2. **Runtime vs. Number of Requests**: Execution time comparison.
3. **Statistical Analysis**: Mean performance with standard deviation bands.

## Experimental Parameters

### Default Configuration
- **Delta**: 0.001 (distance scaling parameter).
- **Batch Size**: 200 requests per batch.
- **Instances**: 10 independent runs per configuration.
- **Dimensions**: 2D for Synthetic/Taxi, 784D for MNIST, 1D for Beijing Road Network.
- **Problem Sizes**: Fixed 10000 servers. 10000 requests are arriving one-by-one. 

### GPU Configuration
- **Device**: CUDA-enabled GPU (falls back to CPU if unavailable).
- **Memory Management**: Automatic GPU memory cleanup between experiments.
- **Precision**: 32-bit floating point.

## Notes

1. **CUDA Compatibility**: Ensure PyTorch CUDA support is properly installed for GPU acceleration.
2. **Memory Requirements**: Large datasets may require significant GPU memory.
3. **Compilation**: C++ code requires OpenMP support for parallel execution.
4. **Data Location**: Ensure `PlotData/` directories contain the required CSV datasets.
5. **Missing Files**: For the experiments on the Beijing Road Network, we precomputed the shortest path distances among cities and stored in binary files (one for sequential PR, another for PRPR). Due to storage limitations, these files are not present in the GitHub repo but can be downloaded from the following links. Testers must download these two files and place them under `Beijing Road Network/` directory in order to reproduce the results.
    - *`dists.bin`* : Download from [here](https://drive.google.com/file/d/1HbFA89hHoaSbO12RmoKvvs2NBulJD_iN/view?usp=drive_link). Required for C++ implementation.
    - *`first_n_dists.pkl`* : Download from [here](https://drive.google.com/file/d/1bvY9ARtw9IB3c2MXBBBy-CFyE-HcKELX/view?usp=drive_link). Required for Python implementation.

§ EXERCISE REQUIREMENTS
1. Rewrite the experiment notes, starting with "- **Dimensions**: 2D" and going on through "CPU if unavailable).", and replace "servers" with "facilities".
2. Copy the text lines of every one of the records word for word, without the pictures.
The experiment notes and the records that follow are unrelated to each other.

§ SUPPLIED ENTRIES
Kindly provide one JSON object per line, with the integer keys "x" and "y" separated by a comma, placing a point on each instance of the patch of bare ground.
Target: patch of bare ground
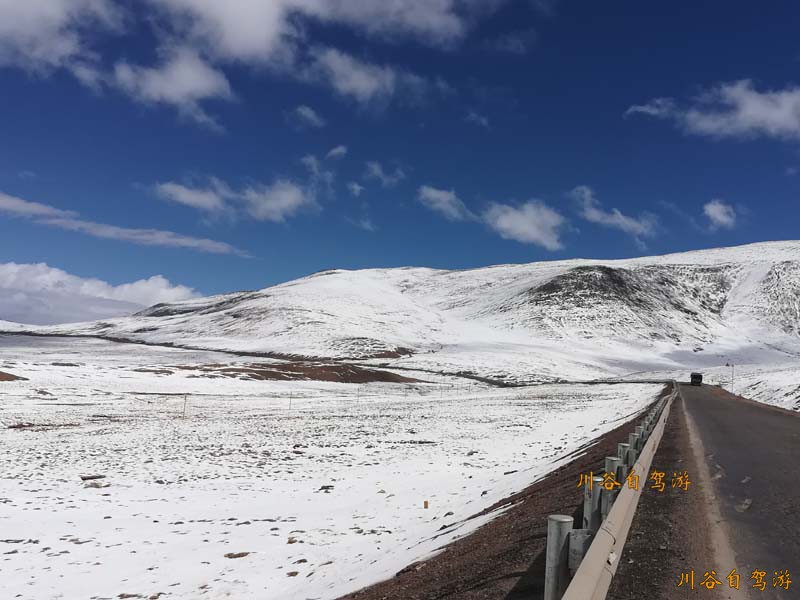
{"x": 671, "y": 533}
{"x": 504, "y": 559}
{"x": 9, "y": 377}
{"x": 292, "y": 371}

§ OUTPUTS
1.
- **Dimensions**: 2D for Synthetic/Taxi, 784D for MNIST, 1D for Beijing Road Network.
- **Problem Sizes**: Fixed 10000 facilities. 10000 requests are arriving one-by-one. 

### GPU Configuration
- **Device**: CUDA-enabled GPU (falls back to CPU if unavailable).

2.
Kindly provide one JSON object per line, with the integer keys "x" and "y" separated by a comma, placing a point on each instance of the patch of bare ground.
Target: patch of bare ground
{"x": 671, "y": 533}
{"x": 504, "y": 559}
{"x": 9, "y": 377}
{"x": 292, "y": 371}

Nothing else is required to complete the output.